Visiting the Anne Frank Museum gives you the chance to learn about the life of Anne Frank and the legacy she left behind, as well as about the nazi occputation of Amsterdam. Through the exhibits and artifacts on display, you can gain insight into her experiences, hopes, and also her families life. 

The museum also highlights the impact that Anne Frank’s diary has had on the world, and the lessons we can learn from her story. You’ll also get to learn about her father, Otto and how he came to publishing the famous diary. 

Due to it’s popularity, buying tickets to the Anne Frank House Museum can be challenging. In this travel guide, I will walk you through the process of buying tickets to the Anne Frank Museum, including when tickets are released and how to ensure you get your hands on them. 

Anne Frank House tickets are only available through the official website. Be careful of those claiming they can sell you tickets, as tickets have the person’s name on them so they cannot be transferred. A lot of people claiming to have tickets to resell are scammers.

Tours that visit the Anne Frank House only goto the facade outside and not into the actual museum. The tours are interesting and can be really insightful, but entry tickets aren’t included. Some companies will help you get tickets, but they have to use the same website as us to purchase them.

When Are Tickets to the Anne Frank House Museum Released?

In previous years you could queue up outside the museum to get tickets but this has been stopped. Now, they’re only available online.

Tickets to the Anne Frank Museum are released online 6 weeks in advance every Tuesday at 10am CET.

Musuem tickets are sold as time and date slots, and can sell out quicky (especially the morning slots) so it’s best to purchase them as soon as they become available. 

Each time slot allows you a 15 minute window to enter the museum. If you miss this slot, you won’t be allowed in.

During off-peak months ticket sales are a bit slower so you might get lucky with buying tickets a few weeks after the release date. But during the summer, tickets sell out soon as they’re released. 

What Is The Museums Opening Hours?

The museum is daily, 7 days a week all year round except for Yom Kippur when the museum is closed.

The museum is open from 9am to 10pm most days, except for certain dates. 

1st January (New Years Day) it’s open from 12 to 10pm. April 27th, December 25th and December 31st the museum is open from 9am to 5pm.

:::::

## Exercise description
Repeat word for word the part of the Anne Frank Museum ticket guide above that opens with the words containing "During off-peak months" and closes with "Museums Opening Hours?".

## Dataset extract
:::::

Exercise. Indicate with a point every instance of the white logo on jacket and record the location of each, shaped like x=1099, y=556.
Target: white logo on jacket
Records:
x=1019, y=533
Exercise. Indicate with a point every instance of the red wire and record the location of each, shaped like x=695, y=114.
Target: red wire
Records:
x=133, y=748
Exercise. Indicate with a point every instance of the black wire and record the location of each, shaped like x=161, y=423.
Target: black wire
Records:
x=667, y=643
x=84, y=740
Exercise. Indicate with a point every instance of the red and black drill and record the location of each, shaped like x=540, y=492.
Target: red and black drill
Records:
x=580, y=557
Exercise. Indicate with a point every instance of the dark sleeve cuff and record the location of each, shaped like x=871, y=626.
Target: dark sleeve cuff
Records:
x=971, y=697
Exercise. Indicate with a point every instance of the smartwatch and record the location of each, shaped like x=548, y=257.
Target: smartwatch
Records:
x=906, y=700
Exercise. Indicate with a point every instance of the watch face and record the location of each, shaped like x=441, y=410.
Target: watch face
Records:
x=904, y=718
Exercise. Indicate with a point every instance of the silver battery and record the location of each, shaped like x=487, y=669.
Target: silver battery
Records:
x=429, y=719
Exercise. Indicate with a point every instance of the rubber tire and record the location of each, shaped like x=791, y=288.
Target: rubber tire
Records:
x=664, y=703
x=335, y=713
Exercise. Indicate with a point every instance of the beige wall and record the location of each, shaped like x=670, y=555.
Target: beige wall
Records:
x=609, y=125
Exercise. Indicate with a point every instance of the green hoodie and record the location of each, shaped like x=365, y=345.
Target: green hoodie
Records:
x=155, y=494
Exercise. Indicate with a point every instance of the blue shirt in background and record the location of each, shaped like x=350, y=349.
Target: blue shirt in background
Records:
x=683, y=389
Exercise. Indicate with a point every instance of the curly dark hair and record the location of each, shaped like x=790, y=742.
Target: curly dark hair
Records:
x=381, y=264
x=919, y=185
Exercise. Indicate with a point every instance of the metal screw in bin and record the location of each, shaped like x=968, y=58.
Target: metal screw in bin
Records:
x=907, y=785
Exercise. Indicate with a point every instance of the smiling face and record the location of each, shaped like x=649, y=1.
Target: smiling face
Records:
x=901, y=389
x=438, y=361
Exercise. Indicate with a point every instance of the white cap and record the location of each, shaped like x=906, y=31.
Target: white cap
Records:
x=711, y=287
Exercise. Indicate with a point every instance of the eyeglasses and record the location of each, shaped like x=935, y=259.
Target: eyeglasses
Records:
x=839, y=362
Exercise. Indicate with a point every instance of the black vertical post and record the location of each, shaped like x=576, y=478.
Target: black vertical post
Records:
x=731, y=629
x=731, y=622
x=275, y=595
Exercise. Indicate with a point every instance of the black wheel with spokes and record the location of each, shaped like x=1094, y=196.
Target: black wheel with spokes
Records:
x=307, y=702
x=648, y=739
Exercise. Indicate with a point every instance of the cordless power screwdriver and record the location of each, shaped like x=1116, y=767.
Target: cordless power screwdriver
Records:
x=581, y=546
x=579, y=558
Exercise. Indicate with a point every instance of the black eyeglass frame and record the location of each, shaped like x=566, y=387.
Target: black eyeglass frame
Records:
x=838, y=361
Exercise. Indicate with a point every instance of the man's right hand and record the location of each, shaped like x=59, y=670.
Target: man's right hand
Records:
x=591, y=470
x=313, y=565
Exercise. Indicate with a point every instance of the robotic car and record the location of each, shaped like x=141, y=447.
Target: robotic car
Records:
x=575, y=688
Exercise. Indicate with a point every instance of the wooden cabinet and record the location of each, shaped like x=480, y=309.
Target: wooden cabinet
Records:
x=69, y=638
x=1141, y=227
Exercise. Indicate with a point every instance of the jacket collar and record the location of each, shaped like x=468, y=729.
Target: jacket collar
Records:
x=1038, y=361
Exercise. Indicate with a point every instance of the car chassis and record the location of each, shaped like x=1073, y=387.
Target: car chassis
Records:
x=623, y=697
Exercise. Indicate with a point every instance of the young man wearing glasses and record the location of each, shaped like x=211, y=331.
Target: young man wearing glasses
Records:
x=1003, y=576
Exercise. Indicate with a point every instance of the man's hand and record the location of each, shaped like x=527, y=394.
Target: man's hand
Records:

:::::

## The output
During off-peak months ticket sales are a bit slower so you might get lucky with buying tickets a few weeks after the release date. But during the summer, tickets sell out soon as they’re released. 

What Is The Museums Opening Hours?